Reproduce the listing below line for line, word for word, omitting the pictures.

[Point annotations for photos]
------------------------------

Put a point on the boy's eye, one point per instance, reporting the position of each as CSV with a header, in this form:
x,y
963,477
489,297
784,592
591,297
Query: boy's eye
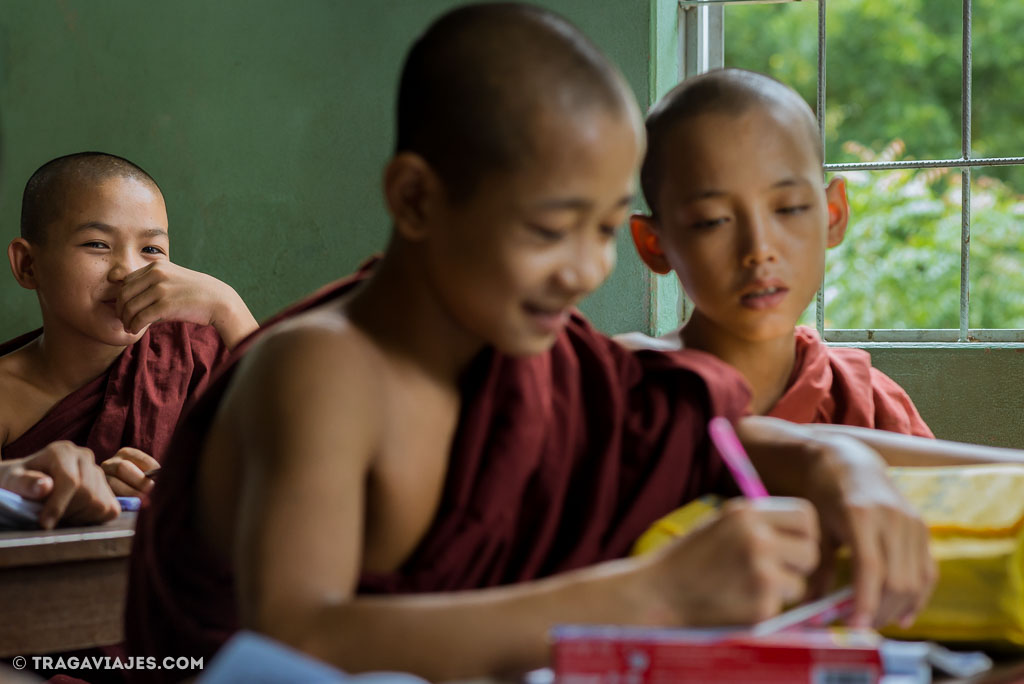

------------------------------

* ANSWER IN FULL
Put a point on the boy's eye, one point per instance, reporting the position of each as CSV with a header, in this form:
x,y
963,477
489,297
784,592
591,297
Query: boy's eye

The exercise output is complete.